I packed up everything but the tent, left that to dry a bit, which it won’t, and went up to the little office at the campground to get some much-needed coffee. The owner of the campground, whom I’ve met before, said, “You out in that tent?” shaking his head, probably thinking about what a bummer it would have been if he had to call the coroner’s defrost unit this morning. Another guy came in who was camping in a trailer and said, “Was that you in that tent? I was wondering if you’d make it.” I’m starting to wonder if tent camping in the 30s is not a normal thing. I did think about sleeping in the bathhouse.
There was ice on the bike cover that crackled as I took it off. I packed up and set out. As you might imagine, it was cold. I gassed up in Telico Plains and headed down the Cherahola Skyway for a few miles, and then headed south on the dirt into the Nantahala National Forest. It went on forever, and it was gorgeous. The light, the leaves - amazing. And it got remote as hell, deep into the Upper Bald River Wilderness. I didn’t see a soul.
I eventually crossed the Skyway, and then I was on old familiar roads I’ve done several times before on the Smokey Mountain 500 (the creator of that route, Andy, hangs out here now and then…) or just riding around this area in the past. Then I went through a little area called Snow Bird and up Little Snow Bird Road. I ran into a bunch of hunters with dogs in their pickups - so I slowed down to avoid having a head-on with one of them. Not sure what they were hunting.
And then I hit Porterfield Gap, and this road is in the pantheon of all motorcycle roads. The road sign said “Private” - but I didn’t believe it, and I was right not to. This road was everything you want. Rocky, steep, slippery at times, and all around action-packed. And talk about remote. I climbed and climbed and climbed and then set across the ridge of this mountain. Again, the sun, the leaves, the sky, and the long-distance views of the mountains beyond Andrews, North Carolina, were just breathtaking. No scares or mishaps, just the best of what this type of motorcycling has to offer. I stopped at the top and launched the drone, and the footage is out of control. (I don’t pull stills from the drone for Substack because it’s too much of a hassle.) After hours of this, I finally descended into Andrews and gassed up. This is now my favorite road of all time. Porterfield Gap.
The ride through Cowee and Whittier took me onto dirt and country lanes and was beautiful. The sun was warming things up, too. Then I got to Maggie Valley. I don’t like Maggie Valley much. It’s touristy in the lamest way, and even though there’s stuff there, there’s nowhere much to eat, nothing much of interest. I couldn’t even find a coffee shop to stop in for some wifi. Jen had texted that I’d blocked Thanksgiving at the studio on the wrong day - and I needed to fix that. I can’t wait until we’re retired and can travel without thinking about dumb things like this that have to be dealt with. If I knew when the hell Thanksgiving was, this wouldn’t have been an issue. Thanks a lot, Thanksgiving.

▶ **SHORT TASK**:
Quote the motorcycle ride account verbatim, starting at the words "And then I hit" and stopping after "time. Porterfield Gap.".

▶ **DATA SECTION**:
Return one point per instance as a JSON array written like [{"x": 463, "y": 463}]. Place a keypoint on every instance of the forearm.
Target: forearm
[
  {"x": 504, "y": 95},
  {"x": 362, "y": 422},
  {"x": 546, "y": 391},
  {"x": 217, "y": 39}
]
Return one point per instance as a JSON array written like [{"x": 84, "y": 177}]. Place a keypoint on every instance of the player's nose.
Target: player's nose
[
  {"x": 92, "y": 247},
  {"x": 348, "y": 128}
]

---

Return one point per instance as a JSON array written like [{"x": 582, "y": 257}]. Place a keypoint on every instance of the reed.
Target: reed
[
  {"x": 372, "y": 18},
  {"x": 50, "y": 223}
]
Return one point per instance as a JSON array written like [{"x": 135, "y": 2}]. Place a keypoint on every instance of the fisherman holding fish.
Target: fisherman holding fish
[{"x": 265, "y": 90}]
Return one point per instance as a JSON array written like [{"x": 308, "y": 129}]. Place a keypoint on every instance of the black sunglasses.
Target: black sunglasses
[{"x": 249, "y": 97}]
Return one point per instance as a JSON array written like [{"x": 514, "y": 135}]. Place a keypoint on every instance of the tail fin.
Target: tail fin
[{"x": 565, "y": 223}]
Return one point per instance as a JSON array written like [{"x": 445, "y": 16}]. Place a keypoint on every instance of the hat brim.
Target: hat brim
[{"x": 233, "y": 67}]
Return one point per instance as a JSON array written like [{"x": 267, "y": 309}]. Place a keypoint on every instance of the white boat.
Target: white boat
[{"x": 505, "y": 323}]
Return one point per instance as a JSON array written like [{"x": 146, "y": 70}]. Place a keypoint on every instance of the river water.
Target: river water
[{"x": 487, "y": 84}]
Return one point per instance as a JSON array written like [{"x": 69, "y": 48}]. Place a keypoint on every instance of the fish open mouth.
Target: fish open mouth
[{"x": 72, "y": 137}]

▶ **CORRECT RESULT**:
And then I hit Porterfield Gap, and this road is in the pantheon of all motorcycle roads. The road sign said “Private” - but I didn’t believe it, and I was right not to. This road was everything you want. Rocky, steep, slippery at times, and all around action-packed. And talk about remote. I climbed and climbed and climbed and then set across the ridge of this mountain. Again, the sun, the leaves, the sky, and the long-distance views of the mountains beyond Andrews, North Carolina, were just breathtaking. No scares or mishaps, just the best of what this type of motorcycling has to offer. I stopped at the top and launched the drone, and the footage is out of control. (I don’t pull stills from the drone for Substack because it’s too much of a hassle.) After hours of this, I finally descended into Andrews and gassed up. This is now my favorite road of all time. Porterfield Gap.